#### Page text ####
‘Wave’ of tariff-related price increases coming, Loblaw CEO warns
Thousands of grocery products could see higher prices in the coming weeks as tariffs trickle down to store shelves.
Loblaw Companies chief executive Per Bank said the grocery and pharmacy retailer expects a “large wave” of increases in the near future as it sells off its inventory.
“Our customers might have seen a ‘T’ symbol on our shelf labels, which indicated that a product has been impacted by tariffs. So far, we’ve been able to limit the number of T symbols on our shelves to a little over 1,000 items. But our inventory is running out, and in the next week or two, the number of products with a T symbol will surge to over 3,000. Within the next two months, that number could peak at over 6,000,” Bank shared on LinkedIn.
He said the majority of products will be unaffected, but customers will see the biggest impact in non-produce categories like natural foods, pantry staples and health and beauty.
####
#### [Task set]
a - Reproduce, word for word, the stretch of the Loblaw article from "Loblaw Companies chief" through "health and beauty.".
b - Answer these questions from the Loblaw article:
(i) Who is the chief executive of Loblaw Companies?
(ii) On what platform did he share his statement about the T symbols?
(iii) Within the next two months, what could the number of products with a T symbol peak at?
The lines that come after the Loblaw article have no connection to it.
#### Data supplied ####
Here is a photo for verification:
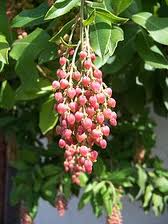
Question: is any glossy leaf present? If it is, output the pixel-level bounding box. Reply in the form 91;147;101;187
12;3;48;28
136;32;168;69
132;12;168;45
10;28;50;91
50;18;76;42
103;26;137;74
83;10;96;26
45;0;80;20
154;177;168;193
95;7;128;23
95;26;124;68
111;0;133;15
0;34;10;64
137;165;147;191
143;184;154;208
0;80;15;109
90;17;111;58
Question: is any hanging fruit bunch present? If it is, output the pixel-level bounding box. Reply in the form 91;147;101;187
52;0;117;184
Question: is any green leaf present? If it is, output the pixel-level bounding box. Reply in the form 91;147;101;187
10;28;50;91
0;34;10;64
83;9;96;26
102;187;114;215
153;177;168;193
0;1;12;43
90;17;111;58
79;173;88;187
94;7;128;23
45;0;80;20
103;26;137;74
63;176;71;199
39;96;58;134
125;85;146;113
132;12;168;45
15;78;52;101
42;164;60;177
137;165;148;192
0;80;15;109
19;149;40;164
12;3;48;28
143;184;154;208
136;32;168;69
78;191;92;210
50;18;76;42
152;193;164;216
93;158;106;177
111;0;132;15
95;26;124;68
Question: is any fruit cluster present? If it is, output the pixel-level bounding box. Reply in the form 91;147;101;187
52;38;117;184
106;206;123;224
55;194;68;216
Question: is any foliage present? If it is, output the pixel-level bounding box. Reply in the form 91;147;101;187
0;0;168;220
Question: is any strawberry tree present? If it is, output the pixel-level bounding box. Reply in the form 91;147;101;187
0;0;168;224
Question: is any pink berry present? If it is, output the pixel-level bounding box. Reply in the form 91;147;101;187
84;60;92;70
90;150;98;162
67;114;75;125
60;79;69;89
91;53;96;61
90;82;101;93
93;69;102;79
58;139;66;149
82;76;90;87
82;118;92;129
101;126;110;137
103;109;112;119
69;102;78;112
55;125;62;135
86;107;95;117
64;129;72;139
54;92;63;102
57;103;67;114
59;57;67;66
57;69;67;79
68;48;75;56
110;118;117;127
107;98;116;108
72;72;81;81
79;51;87;60
99;139;107;149
76;133;87;143
110;111;117;119
76;87;82;96
105;88;112;97
52;80;60;89
96;93;105;104
75;111;83;122
67;88;76;99
84;160;93;173
79;96;87;106
89;96;97;107
79;146;89;157
97;114;104;124
92;129;101;139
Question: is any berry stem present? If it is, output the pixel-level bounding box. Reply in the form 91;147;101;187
80;0;85;49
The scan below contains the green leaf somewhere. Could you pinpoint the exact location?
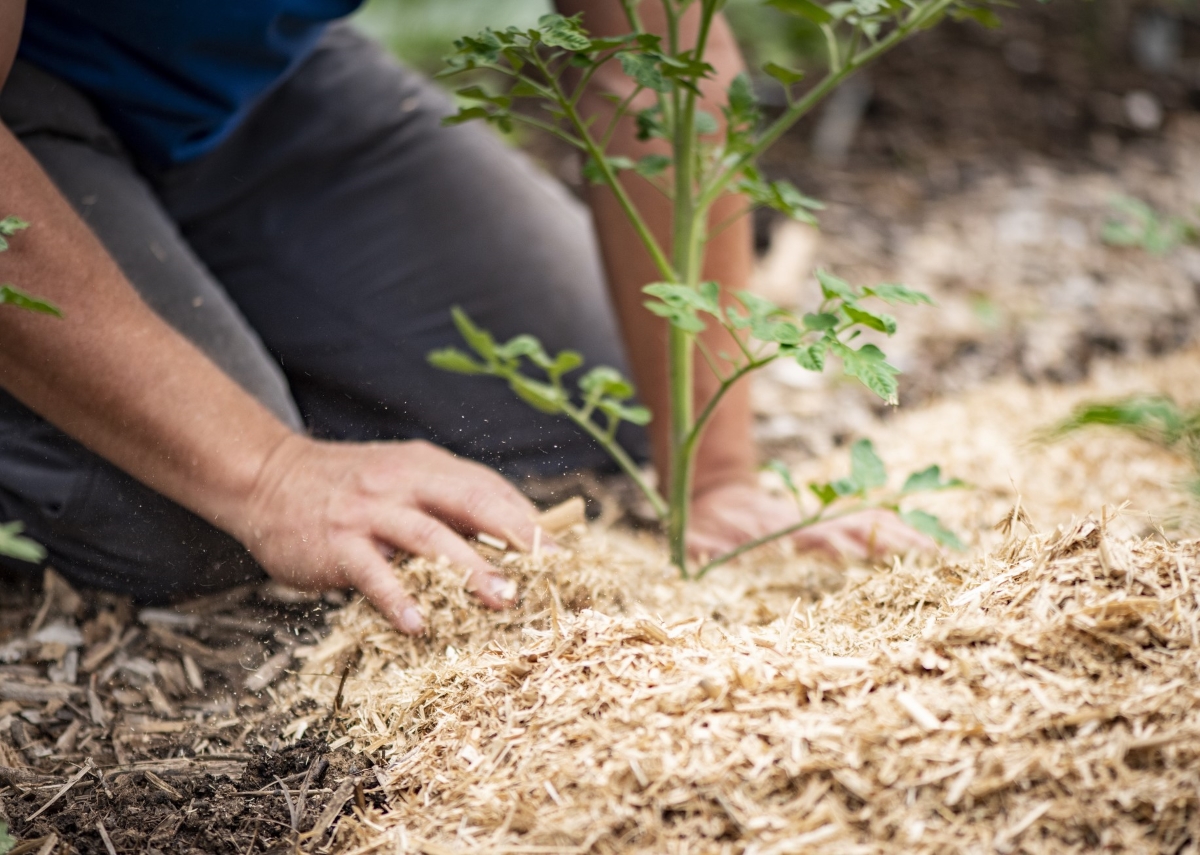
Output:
[0,285,62,318]
[900,464,966,494]
[762,62,804,86]
[538,14,592,50]
[617,50,671,92]
[450,306,496,363]
[596,399,650,428]
[583,155,635,184]
[796,339,829,372]
[830,341,900,405]
[842,305,896,335]
[727,72,758,122]
[900,464,966,494]
[509,373,564,413]
[0,522,46,564]
[636,107,667,142]
[767,0,833,24]
[809,484,839,508]
[634,155,671,178]
[900,510,966,552]
[694,109,721,137]
[863,282,935,306]
[763,460,800,501]
[817,268,858,303]
[580,365,634,401]
[850,440,888,490]
[426,347,488,375]
[804,312,838,330]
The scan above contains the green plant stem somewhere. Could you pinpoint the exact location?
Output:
[533,52,677,282]
[563,403,668,520]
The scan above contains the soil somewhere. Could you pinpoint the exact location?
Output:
####
#### [Answers for this exercise]
a -
Loblaw Companies chief executive Per Bank said the grocery and pharmacy retailer expects a “large wave” of increases in the near future as it sells off its inventory.
“Our customers might have seen a ‘T’ symbol on our shelf labels, which indicated that a product has been impacted by tariffs. So far, we’ve been able to limit the number of T symbols on our shelves to a little over 1,000 items. But our inventory is running out, and in the next week or two, the number of products with a T symbol will surge to over 3,000. Within the next two months, that number could peak at over 6,000,” Bank shared on LinkedIn.
He said the majority of products will be unaffected, but customers will see the biggest impact in non-produce categories like natural foods, pantry staples and health and beauty.

b -
(i) Per Bank
(ii) LinkedIn
(iii) Over 6,000